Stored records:
▶

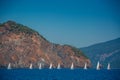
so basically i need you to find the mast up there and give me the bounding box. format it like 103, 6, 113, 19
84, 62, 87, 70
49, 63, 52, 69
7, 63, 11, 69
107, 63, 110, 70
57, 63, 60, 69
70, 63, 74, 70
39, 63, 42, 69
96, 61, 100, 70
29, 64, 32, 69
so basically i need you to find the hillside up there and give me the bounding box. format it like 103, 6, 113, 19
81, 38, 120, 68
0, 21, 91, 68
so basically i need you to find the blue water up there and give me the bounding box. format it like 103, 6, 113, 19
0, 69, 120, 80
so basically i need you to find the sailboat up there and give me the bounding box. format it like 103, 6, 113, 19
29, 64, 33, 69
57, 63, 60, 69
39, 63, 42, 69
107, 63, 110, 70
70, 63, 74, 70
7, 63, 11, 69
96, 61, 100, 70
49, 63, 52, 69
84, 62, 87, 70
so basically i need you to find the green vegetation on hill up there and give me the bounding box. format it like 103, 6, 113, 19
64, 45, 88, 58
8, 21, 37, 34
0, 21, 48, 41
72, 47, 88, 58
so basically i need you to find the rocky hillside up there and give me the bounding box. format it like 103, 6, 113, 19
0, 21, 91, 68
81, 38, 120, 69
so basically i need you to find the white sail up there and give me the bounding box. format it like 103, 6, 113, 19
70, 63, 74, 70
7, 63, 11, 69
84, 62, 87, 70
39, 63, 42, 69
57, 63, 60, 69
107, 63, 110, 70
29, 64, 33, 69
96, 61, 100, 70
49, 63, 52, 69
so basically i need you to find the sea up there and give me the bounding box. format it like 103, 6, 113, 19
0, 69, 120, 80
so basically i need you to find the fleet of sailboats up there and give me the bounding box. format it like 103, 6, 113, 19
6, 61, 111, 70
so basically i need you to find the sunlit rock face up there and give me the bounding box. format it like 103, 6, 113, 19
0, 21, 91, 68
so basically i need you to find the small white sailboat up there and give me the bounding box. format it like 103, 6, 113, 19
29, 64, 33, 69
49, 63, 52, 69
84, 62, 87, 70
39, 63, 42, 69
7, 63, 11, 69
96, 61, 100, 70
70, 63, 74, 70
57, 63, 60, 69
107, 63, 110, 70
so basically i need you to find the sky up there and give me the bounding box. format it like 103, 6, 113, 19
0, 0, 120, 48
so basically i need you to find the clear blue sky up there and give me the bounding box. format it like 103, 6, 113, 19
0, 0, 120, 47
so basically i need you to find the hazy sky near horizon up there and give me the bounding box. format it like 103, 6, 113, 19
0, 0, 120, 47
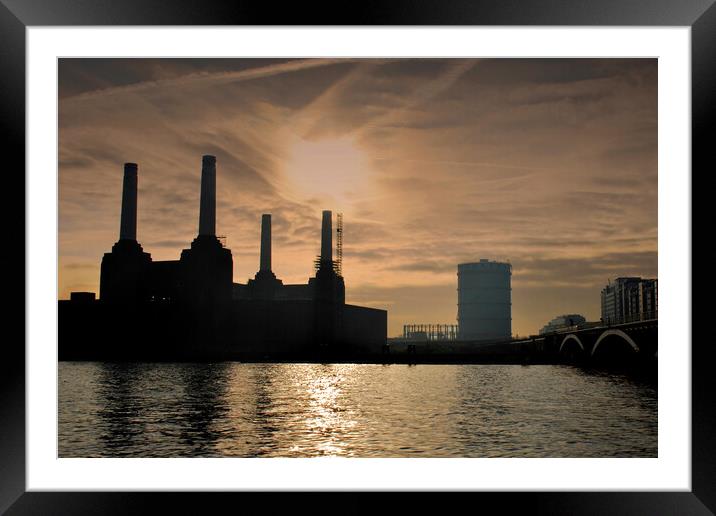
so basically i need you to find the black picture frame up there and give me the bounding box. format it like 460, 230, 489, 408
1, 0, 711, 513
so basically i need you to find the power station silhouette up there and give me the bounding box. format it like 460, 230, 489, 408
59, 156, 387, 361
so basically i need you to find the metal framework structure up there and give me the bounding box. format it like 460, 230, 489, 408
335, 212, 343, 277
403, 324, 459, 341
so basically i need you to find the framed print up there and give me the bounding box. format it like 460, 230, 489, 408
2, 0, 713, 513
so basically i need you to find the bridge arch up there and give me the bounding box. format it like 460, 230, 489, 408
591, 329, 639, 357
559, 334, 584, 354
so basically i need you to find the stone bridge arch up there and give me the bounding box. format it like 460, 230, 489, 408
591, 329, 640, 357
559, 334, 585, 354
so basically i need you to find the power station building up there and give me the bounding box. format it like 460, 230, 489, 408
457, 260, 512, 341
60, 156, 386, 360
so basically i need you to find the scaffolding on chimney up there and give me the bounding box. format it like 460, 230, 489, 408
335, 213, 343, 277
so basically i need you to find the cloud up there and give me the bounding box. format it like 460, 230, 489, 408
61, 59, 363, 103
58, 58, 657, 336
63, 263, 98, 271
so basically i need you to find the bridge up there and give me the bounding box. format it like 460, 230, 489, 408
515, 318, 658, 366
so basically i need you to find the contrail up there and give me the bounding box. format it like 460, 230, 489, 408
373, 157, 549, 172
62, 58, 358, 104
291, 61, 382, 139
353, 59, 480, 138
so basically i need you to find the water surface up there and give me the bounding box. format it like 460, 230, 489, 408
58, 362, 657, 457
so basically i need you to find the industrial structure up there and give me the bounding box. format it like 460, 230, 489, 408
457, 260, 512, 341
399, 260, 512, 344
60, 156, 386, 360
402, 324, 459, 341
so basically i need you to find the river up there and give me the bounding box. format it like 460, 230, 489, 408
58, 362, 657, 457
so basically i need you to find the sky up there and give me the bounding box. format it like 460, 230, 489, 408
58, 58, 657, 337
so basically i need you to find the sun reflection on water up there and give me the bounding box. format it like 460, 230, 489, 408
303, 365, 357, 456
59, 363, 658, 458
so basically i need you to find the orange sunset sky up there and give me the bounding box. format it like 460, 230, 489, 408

◀
▶

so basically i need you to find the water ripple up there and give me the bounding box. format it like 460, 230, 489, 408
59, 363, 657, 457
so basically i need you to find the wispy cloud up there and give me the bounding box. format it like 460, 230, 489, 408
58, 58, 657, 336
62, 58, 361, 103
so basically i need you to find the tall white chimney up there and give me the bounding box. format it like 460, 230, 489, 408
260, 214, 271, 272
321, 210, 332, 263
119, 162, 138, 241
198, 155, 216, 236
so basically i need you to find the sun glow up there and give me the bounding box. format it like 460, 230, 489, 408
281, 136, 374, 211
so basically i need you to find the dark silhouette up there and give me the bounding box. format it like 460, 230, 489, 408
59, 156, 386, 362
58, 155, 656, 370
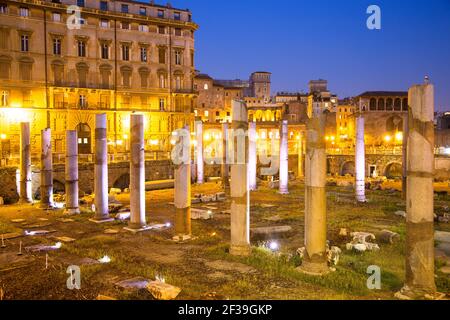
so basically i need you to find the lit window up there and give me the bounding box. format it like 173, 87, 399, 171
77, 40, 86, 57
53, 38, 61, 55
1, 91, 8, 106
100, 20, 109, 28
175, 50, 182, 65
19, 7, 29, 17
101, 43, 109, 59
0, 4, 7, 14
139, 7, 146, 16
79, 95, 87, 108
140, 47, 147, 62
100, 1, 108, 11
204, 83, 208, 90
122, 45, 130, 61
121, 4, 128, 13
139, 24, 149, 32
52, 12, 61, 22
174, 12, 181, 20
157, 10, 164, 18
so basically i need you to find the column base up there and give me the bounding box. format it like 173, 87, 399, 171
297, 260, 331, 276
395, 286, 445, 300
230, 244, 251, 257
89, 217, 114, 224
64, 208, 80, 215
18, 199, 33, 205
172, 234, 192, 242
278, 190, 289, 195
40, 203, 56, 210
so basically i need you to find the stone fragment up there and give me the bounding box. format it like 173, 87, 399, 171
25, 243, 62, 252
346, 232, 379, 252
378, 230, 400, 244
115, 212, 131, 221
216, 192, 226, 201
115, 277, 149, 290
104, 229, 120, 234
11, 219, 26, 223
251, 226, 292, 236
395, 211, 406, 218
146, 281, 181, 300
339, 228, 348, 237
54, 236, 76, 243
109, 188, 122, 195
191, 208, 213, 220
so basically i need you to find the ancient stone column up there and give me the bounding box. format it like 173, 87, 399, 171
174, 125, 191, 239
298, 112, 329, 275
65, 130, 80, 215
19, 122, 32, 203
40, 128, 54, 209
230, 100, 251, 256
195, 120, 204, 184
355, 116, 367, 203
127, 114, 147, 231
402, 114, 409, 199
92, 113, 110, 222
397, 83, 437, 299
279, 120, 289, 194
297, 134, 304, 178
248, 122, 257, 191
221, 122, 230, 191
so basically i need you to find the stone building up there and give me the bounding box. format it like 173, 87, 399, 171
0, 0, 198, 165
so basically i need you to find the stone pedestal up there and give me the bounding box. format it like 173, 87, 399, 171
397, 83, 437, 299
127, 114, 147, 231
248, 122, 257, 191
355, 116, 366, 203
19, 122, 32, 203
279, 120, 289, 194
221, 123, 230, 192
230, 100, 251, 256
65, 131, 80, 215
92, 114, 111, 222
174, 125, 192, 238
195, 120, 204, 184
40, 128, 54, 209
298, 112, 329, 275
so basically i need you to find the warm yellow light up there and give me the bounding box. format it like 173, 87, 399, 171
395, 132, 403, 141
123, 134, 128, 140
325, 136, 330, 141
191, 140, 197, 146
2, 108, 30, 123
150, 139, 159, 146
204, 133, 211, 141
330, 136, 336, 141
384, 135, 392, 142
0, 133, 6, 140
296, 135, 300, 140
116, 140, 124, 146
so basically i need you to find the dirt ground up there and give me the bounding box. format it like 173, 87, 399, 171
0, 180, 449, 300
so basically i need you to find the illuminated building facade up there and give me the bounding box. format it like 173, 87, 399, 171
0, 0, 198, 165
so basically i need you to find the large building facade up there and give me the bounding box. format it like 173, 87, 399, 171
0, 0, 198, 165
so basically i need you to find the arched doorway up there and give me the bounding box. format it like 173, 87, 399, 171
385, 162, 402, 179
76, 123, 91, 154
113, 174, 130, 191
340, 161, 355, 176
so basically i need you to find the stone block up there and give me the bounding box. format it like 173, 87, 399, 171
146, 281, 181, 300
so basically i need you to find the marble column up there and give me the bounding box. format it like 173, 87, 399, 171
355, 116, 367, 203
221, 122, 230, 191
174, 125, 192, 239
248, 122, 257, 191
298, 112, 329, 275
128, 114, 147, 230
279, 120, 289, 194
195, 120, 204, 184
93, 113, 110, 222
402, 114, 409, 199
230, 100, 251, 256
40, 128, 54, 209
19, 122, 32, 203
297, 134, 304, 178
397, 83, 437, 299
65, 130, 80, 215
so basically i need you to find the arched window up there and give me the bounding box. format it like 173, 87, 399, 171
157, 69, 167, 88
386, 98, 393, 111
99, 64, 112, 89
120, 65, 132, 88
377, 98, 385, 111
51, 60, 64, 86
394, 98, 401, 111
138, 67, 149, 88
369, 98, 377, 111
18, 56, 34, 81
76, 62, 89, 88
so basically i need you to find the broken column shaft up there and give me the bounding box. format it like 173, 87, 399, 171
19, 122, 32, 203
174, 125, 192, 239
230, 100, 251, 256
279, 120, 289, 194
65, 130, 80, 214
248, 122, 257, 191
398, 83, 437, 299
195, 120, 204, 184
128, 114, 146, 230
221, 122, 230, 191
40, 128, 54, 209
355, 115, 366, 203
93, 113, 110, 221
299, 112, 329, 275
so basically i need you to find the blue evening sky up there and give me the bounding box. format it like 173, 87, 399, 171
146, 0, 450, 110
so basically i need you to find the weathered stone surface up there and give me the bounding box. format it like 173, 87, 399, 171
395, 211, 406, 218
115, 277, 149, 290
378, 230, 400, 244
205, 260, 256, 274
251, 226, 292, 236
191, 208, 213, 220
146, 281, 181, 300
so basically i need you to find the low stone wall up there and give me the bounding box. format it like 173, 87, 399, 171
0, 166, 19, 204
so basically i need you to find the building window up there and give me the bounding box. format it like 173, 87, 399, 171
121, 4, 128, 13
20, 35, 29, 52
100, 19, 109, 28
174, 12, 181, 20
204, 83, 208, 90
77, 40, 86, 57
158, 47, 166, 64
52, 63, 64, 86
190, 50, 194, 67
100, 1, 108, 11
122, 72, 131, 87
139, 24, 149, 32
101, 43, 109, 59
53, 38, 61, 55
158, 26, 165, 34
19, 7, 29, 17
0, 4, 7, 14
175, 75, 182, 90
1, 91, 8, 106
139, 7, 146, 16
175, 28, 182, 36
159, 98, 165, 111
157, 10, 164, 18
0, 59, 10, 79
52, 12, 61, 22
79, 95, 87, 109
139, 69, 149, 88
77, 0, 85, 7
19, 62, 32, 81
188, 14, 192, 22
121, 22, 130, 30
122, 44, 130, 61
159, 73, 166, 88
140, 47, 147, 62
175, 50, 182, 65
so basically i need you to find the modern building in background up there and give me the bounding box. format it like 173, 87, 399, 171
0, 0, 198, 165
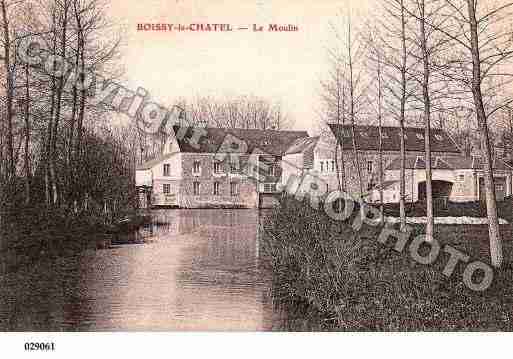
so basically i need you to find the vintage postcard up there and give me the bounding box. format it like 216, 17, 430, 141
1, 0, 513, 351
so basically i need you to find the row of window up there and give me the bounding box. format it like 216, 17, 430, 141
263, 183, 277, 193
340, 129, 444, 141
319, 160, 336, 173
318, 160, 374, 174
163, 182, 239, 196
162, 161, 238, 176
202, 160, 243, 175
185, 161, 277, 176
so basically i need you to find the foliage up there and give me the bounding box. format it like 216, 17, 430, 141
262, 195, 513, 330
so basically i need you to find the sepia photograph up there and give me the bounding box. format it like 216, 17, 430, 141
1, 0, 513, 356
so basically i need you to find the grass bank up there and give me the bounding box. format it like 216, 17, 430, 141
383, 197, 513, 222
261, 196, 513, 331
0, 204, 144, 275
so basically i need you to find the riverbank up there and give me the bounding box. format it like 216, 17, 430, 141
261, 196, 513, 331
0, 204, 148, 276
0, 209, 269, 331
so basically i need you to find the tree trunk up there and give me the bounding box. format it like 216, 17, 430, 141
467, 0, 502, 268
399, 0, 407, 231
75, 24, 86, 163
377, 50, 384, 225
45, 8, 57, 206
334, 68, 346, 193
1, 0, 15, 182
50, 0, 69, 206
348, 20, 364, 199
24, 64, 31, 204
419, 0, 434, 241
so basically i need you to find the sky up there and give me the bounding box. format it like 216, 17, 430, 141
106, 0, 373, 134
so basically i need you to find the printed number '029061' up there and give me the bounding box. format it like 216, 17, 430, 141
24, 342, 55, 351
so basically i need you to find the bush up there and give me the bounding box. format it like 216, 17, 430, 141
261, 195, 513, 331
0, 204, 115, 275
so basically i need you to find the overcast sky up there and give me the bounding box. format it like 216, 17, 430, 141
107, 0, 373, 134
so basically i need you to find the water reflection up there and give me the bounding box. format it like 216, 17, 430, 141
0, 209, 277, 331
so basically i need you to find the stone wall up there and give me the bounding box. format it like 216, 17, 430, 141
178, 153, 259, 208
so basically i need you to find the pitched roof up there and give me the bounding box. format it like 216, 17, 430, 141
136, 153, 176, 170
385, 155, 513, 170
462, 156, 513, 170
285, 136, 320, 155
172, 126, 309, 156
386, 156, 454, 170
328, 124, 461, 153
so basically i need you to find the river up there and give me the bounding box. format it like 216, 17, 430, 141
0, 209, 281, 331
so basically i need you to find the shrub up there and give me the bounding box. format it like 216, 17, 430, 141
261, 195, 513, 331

◀
▶

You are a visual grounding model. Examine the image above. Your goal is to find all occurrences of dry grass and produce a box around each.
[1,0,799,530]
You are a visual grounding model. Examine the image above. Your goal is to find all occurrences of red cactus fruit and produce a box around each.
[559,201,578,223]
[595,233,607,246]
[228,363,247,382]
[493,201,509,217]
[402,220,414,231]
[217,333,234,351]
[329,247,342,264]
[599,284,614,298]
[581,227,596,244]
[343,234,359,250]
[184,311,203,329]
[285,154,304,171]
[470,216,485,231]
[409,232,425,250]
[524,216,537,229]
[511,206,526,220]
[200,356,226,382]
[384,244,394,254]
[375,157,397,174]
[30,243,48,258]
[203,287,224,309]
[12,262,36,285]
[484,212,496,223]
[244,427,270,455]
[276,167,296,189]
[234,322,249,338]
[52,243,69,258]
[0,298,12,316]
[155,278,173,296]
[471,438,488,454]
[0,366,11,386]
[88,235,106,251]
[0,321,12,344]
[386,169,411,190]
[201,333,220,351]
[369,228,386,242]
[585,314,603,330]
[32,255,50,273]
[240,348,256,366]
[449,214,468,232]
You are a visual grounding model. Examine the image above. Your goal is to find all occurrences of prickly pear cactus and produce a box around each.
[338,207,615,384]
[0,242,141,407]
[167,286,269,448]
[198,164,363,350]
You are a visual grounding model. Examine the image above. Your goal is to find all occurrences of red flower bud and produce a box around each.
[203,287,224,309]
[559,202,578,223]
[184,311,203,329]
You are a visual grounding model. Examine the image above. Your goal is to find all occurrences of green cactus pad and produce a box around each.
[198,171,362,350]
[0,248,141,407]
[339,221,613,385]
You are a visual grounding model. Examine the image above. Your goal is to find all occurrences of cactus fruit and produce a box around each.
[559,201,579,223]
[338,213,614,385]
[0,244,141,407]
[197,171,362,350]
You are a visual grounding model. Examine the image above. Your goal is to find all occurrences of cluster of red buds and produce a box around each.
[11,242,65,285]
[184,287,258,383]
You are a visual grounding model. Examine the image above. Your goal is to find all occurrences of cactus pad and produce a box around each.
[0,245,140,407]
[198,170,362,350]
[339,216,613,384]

◀

EXERCISE
Among the lines above, repeat exactly those from the line with "so basically i need you to find the sun reflection" to the line with "so basically i need you to find the orange", counting both ends.

SOLUTION TO THIS EXERCISE
so basically i need you to find the sun reflection on water up there and give me the bounding box. format it like 460, 230, 489, 408
303, 365, 357, 456
59, 363, 658, 458
so basically i need you to find the orange sunset sky up there and give me the bounding box. format it like 460, 230, 489, 408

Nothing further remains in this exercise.